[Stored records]
_ _ _
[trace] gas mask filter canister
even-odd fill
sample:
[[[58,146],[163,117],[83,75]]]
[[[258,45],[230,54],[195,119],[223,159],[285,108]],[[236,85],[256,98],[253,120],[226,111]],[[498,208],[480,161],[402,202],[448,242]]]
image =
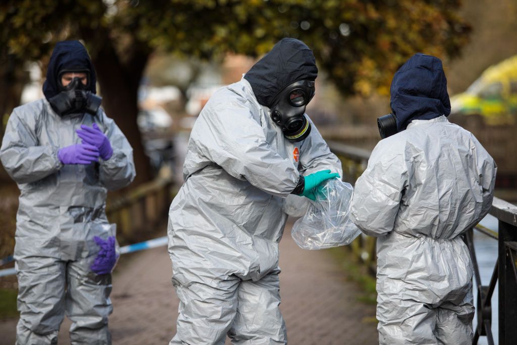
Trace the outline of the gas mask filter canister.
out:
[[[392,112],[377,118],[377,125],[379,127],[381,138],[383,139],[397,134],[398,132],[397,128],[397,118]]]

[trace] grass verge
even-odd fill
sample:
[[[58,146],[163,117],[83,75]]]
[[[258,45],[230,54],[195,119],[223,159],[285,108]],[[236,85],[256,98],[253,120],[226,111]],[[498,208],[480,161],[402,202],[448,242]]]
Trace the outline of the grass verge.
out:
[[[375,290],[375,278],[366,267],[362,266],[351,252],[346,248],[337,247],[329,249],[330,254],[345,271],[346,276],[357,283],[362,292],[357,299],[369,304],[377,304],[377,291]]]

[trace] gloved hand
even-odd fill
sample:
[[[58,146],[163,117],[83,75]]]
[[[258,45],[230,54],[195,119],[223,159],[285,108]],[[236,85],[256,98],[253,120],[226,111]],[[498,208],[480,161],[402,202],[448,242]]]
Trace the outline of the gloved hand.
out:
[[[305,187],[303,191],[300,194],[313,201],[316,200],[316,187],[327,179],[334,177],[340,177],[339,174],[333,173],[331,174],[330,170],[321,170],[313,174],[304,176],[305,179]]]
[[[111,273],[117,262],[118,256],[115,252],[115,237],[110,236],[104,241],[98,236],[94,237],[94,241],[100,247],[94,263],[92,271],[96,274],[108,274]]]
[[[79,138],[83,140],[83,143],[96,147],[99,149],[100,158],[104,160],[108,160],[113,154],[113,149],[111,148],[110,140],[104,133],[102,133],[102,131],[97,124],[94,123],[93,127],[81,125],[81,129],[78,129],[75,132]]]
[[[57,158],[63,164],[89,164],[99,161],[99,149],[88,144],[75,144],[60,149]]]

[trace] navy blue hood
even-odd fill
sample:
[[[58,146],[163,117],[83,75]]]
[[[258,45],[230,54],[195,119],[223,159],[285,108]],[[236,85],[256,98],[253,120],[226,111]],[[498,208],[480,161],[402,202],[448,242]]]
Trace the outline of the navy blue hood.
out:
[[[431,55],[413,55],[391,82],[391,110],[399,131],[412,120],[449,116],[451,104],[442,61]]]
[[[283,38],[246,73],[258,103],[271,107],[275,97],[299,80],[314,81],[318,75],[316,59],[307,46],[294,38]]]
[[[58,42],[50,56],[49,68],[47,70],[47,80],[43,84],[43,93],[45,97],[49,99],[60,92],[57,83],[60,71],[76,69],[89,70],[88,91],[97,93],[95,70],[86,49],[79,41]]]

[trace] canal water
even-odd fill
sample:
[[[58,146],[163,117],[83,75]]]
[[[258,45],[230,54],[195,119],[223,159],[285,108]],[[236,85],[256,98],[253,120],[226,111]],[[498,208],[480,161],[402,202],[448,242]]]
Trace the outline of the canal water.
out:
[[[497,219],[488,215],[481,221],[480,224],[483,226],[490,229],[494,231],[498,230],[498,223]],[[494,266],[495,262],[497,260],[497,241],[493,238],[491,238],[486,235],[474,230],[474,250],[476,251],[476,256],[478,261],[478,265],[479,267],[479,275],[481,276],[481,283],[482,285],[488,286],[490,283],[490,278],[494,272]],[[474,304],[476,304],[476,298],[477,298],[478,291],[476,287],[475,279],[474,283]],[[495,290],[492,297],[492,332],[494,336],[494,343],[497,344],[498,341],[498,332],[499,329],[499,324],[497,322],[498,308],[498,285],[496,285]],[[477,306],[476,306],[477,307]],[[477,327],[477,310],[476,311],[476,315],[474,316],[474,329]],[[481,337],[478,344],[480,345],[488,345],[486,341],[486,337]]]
_ _ _
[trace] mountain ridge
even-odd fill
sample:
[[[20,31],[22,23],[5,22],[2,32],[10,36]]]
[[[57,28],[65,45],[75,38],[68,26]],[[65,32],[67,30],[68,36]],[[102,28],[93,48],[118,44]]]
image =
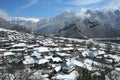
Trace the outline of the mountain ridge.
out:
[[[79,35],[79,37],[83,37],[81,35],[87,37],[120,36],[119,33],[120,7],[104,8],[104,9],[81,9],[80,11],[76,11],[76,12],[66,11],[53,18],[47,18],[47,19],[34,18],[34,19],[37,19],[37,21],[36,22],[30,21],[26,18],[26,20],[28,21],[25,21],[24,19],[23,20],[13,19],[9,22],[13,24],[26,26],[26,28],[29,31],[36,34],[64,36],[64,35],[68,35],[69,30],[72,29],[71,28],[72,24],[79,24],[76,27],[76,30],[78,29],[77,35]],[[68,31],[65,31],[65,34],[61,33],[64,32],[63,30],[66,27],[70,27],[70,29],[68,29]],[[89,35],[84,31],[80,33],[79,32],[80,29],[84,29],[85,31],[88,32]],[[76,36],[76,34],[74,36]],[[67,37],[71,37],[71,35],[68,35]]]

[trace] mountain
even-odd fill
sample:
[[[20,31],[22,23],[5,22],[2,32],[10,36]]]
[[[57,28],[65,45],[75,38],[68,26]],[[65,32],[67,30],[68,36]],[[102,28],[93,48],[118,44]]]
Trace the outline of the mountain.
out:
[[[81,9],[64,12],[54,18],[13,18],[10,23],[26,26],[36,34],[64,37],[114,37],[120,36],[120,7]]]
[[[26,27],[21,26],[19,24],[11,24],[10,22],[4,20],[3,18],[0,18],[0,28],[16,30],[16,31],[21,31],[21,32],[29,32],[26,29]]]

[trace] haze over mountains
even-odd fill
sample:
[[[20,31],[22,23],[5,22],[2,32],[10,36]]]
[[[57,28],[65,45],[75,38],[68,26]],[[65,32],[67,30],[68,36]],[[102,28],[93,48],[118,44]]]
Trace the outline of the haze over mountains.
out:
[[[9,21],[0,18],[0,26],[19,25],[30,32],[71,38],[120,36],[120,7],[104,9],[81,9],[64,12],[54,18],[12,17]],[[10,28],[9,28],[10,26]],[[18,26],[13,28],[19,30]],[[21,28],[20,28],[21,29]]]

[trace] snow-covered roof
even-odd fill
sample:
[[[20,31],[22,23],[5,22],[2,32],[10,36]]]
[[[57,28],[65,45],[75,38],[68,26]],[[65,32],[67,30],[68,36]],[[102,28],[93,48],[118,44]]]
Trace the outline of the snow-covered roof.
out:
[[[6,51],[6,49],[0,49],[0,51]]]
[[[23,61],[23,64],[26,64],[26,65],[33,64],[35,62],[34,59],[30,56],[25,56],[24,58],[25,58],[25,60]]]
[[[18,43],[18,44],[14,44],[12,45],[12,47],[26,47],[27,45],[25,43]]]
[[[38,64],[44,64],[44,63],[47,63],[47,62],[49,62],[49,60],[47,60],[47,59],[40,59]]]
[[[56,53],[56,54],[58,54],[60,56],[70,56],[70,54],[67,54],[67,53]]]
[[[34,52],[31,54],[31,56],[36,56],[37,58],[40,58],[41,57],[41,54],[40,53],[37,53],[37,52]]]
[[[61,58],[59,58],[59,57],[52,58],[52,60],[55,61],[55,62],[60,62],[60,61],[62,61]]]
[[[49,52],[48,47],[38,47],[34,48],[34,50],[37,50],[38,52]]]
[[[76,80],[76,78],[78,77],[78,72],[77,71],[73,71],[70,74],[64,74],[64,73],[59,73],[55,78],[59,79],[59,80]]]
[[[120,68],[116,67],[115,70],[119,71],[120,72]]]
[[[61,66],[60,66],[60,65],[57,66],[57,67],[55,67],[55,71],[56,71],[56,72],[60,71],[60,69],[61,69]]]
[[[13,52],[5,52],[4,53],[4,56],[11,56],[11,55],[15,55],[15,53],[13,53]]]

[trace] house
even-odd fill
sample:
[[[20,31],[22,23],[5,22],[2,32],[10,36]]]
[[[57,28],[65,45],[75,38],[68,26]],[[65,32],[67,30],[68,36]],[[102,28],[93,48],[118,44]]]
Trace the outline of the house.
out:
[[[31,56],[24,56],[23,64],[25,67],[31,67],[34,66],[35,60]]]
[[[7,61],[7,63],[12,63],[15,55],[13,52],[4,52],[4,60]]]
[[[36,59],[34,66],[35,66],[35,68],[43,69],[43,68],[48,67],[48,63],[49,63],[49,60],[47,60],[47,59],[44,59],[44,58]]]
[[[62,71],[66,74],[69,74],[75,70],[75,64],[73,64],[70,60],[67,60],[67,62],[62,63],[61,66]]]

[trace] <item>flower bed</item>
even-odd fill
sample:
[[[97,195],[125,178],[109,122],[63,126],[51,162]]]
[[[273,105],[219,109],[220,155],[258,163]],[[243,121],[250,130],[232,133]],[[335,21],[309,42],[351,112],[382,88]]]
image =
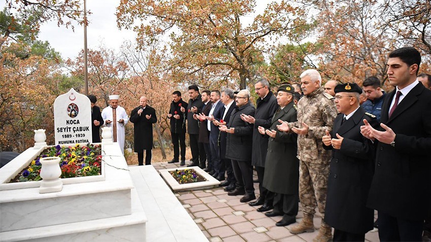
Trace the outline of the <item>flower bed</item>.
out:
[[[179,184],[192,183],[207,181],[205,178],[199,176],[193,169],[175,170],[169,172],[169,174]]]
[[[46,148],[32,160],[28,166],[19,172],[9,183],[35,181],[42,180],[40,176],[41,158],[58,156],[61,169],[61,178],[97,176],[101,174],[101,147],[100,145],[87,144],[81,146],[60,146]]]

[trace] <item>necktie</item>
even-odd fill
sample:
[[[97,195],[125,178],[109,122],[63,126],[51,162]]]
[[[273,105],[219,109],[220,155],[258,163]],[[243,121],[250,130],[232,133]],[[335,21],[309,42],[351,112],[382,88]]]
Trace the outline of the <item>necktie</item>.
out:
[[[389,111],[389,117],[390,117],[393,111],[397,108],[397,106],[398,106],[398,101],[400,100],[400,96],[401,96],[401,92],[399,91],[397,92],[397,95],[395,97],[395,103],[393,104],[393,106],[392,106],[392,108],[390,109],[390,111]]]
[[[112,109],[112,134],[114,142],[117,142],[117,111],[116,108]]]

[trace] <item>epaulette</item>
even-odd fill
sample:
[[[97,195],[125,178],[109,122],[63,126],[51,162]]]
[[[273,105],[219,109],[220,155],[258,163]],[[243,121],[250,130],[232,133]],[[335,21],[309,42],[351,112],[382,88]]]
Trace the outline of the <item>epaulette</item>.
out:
_ _ _
■ **Set problem**:
Gather every line of the stored records above that contains the string "grass".

■ **Output of the task**:
[trace] grass verge
Trace the outline of the grass verge.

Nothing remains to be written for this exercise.